WHAT THIS EXERCISE ASKS:
a – In the article on booty bands, which two smaller glute muscles do band exercises help target?
b – Carry on the article about whether booty bands build muscle, starting right after its last sentence.

>> begin EXCERPTED PASSAGE

Booty bands — also called hip circles, mini bands, or resistance bands — are kind of like travel toiletries. They're functional, easy to buy in bulk, and fit perfectly in your suitcase. Plus, they can help you get in a killer workout whether you're at home, in the gym, or on the road. I personally love using fabric ones because they don't slip and, in my experience, last longer. But as much as you might love them, as much as you might feel your glutes burning when you do banded kickbacks or glute bridges, do booty bands actually build muscle at the end of the day? We asked two trainers for the lowdown.
Do Booty Bands Build Muscle? Yes, but There's a Catch
James Shapiro, NASM-certified personal trainer and owner of Primal Power Fitness, told POPSUGAR that booty bands "create a field of resistance and can, by that definition, create muscle when going through a high volume of training." Charlee Atkins, CSCS, founder of Le Sweat, agreed. "Booty band exercises help isolate and target, and thus activate, the smaller glute muscles: glute minimus and glute medius," she said. This is especially the case if you're more of a beginner who's never used them before.
Charlee continued, "However, the range of motion is limited and the amount of resistance is limited to the heaviest band in your bunch." There's only so much progression you can make with booty bands so, therefore, it's harder to achieve progressive overload after a certain point. Your body will eventually get used to these bands, even the heaviest ones, and you'll need to pick up the weights.

>> end EXCERPTED PASSAGE
>> begin DATASET RECORDS

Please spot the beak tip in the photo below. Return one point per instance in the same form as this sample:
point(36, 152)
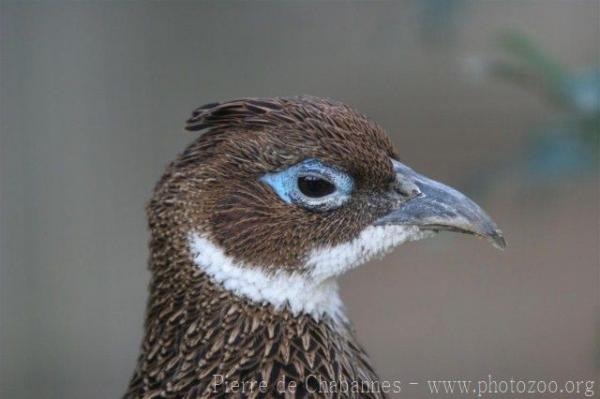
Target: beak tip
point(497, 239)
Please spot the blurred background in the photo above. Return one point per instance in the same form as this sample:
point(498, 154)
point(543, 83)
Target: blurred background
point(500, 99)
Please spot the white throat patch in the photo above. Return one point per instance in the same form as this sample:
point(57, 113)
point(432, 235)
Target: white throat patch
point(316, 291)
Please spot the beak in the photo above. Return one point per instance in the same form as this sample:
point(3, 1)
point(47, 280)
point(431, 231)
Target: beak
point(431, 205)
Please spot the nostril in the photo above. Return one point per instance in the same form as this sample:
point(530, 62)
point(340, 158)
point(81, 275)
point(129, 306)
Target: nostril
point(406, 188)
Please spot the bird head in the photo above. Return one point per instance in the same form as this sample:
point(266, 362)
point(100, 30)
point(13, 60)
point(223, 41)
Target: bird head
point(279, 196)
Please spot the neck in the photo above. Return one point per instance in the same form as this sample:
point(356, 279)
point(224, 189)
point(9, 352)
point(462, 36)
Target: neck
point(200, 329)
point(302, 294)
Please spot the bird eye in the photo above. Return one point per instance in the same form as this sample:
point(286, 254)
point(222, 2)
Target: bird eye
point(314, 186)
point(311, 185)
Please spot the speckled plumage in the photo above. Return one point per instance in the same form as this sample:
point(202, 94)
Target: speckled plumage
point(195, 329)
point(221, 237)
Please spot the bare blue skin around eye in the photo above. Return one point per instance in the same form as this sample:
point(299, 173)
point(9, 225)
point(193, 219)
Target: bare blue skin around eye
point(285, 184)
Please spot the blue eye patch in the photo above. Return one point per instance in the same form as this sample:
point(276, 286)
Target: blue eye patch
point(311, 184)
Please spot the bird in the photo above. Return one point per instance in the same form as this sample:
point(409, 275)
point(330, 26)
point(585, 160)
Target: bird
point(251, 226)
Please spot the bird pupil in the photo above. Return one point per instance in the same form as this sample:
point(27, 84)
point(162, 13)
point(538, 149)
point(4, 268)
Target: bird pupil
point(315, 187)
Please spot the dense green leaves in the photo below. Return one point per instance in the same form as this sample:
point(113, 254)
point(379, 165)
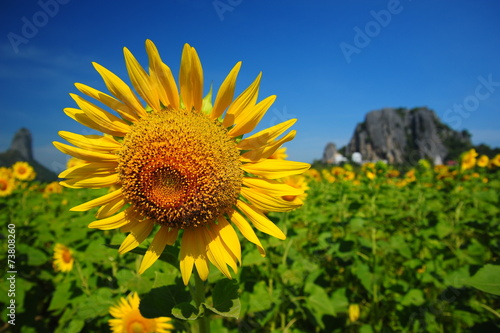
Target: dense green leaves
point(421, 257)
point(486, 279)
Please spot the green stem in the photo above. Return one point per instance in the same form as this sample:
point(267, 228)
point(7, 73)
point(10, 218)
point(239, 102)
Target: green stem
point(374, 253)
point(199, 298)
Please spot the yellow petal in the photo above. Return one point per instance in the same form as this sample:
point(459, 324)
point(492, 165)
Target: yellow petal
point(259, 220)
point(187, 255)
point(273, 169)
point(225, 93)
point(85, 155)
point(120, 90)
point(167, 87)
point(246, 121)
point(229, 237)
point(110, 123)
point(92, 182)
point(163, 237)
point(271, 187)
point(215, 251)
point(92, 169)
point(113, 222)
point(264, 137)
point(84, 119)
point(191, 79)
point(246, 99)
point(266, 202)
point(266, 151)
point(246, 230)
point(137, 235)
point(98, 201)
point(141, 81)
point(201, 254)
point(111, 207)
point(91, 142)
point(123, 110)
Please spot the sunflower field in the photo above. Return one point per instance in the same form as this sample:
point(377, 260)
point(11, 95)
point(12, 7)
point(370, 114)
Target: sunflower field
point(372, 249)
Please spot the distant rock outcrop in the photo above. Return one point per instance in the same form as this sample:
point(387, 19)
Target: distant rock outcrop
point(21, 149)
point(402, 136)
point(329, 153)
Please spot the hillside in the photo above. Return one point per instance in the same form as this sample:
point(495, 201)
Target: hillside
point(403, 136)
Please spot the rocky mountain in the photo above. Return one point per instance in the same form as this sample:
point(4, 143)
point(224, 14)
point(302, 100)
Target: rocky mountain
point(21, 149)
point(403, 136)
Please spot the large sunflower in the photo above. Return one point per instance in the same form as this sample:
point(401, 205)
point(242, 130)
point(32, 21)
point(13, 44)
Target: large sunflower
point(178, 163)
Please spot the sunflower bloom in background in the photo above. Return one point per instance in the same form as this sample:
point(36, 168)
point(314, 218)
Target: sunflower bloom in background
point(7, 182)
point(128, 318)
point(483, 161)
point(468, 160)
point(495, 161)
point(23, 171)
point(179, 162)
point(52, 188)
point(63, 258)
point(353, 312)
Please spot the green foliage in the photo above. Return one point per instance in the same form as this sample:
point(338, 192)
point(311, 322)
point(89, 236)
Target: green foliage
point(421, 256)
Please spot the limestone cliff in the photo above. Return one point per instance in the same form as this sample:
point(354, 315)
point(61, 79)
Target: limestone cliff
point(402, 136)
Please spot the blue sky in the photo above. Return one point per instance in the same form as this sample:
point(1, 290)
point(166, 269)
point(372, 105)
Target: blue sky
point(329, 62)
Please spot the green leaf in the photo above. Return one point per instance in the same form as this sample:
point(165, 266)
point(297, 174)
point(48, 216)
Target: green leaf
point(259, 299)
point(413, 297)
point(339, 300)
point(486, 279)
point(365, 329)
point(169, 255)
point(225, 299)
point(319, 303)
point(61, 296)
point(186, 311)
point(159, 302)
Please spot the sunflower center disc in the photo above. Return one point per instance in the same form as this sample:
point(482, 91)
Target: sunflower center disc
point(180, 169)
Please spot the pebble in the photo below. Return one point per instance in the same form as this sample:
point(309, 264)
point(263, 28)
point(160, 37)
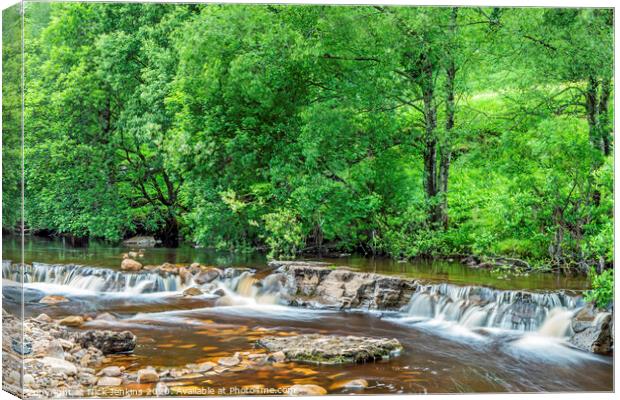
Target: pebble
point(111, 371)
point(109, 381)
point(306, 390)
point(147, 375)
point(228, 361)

>> end DATASET RECORDS
>> begin DATASET RECORDS

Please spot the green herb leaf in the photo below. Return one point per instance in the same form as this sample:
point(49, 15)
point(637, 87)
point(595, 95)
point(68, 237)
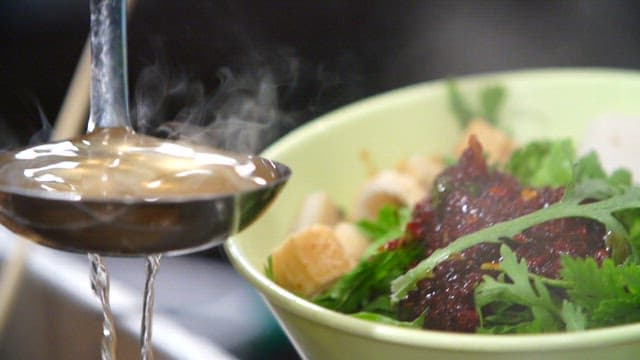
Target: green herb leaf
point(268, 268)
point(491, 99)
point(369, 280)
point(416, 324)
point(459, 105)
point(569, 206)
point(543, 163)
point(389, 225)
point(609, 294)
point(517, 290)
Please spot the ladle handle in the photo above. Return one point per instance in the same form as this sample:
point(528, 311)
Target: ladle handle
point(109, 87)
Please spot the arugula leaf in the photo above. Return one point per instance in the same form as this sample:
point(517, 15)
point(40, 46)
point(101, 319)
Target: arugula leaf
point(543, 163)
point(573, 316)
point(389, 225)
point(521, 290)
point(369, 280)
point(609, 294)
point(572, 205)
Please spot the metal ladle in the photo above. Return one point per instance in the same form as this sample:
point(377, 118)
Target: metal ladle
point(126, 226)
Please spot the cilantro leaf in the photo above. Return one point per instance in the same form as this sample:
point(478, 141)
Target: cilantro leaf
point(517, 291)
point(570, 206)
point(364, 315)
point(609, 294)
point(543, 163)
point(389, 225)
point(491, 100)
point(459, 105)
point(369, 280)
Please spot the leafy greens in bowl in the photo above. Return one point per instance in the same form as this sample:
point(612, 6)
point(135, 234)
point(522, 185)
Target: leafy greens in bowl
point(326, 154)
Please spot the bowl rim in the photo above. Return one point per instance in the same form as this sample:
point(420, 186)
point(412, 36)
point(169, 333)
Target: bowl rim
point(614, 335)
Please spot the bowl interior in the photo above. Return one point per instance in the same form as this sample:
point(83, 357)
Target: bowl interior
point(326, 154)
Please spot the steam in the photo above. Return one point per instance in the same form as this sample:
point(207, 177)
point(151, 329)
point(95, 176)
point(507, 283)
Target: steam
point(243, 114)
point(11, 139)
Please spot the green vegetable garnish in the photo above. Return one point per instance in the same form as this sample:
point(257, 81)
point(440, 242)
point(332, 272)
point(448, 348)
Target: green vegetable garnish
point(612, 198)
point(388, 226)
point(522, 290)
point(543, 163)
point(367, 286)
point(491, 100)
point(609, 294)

>> end DATASET RECORDS

RESPONSES PER TASK:
a – The glute minimus and the glute medius.

b –
Charlee said that if you want to grow your glutes, putting a significant load on your body with weights is the most effective way to do that. The best butt-building exercises, she noted, are ones that incorporate the following:
"These exercises have to be done consistently and with resistance and through as much range of motion as possible," Charlee said. Fewer reps are ideal the heavier the weight is. Most booty band workouts usually feature high reps, which promote endurance training more than strength training, she explained.
If You're New to Working Out, You Can Use Booty Bands to Build Muscle
Charlee said that booty band and bodyweight exercises are a great place to start if you're brand new to working out because "you will see the results." Booty bands typically come in packs with a variety of resistance levels. Make sure you're increasing the intensity — aka, upping the resistance — when exercises start getting easy (again, this is the whole idea with progressive overload). James suggested that people first start by using a single band with low to medium resistance and slowly integrate two bands (one around the ankles and another above the knees). Check out free booty band workouts here, and one trainer's favorite banded glute exercises for inspiration.
If You Aren't New to Working Out, You Can Still Use Booty Bands to Build Muscle
As mentioned earlier, if you are not new to exercise, it's time to start adding load and resistance to your workouts to achieve growth. Once you've conquered basic bodyweight and banded exercises, add a barbell, kettlebell, or dumbbell, Charlee said. Some of the workouts I do incorporate both weights and booty bands. Charlee noted that these bands are also still great for warmups to activate the glutes and get the most out of your workout. The point is, weights are important to grow your booty once booty band exercises alone aren't challenging anymore.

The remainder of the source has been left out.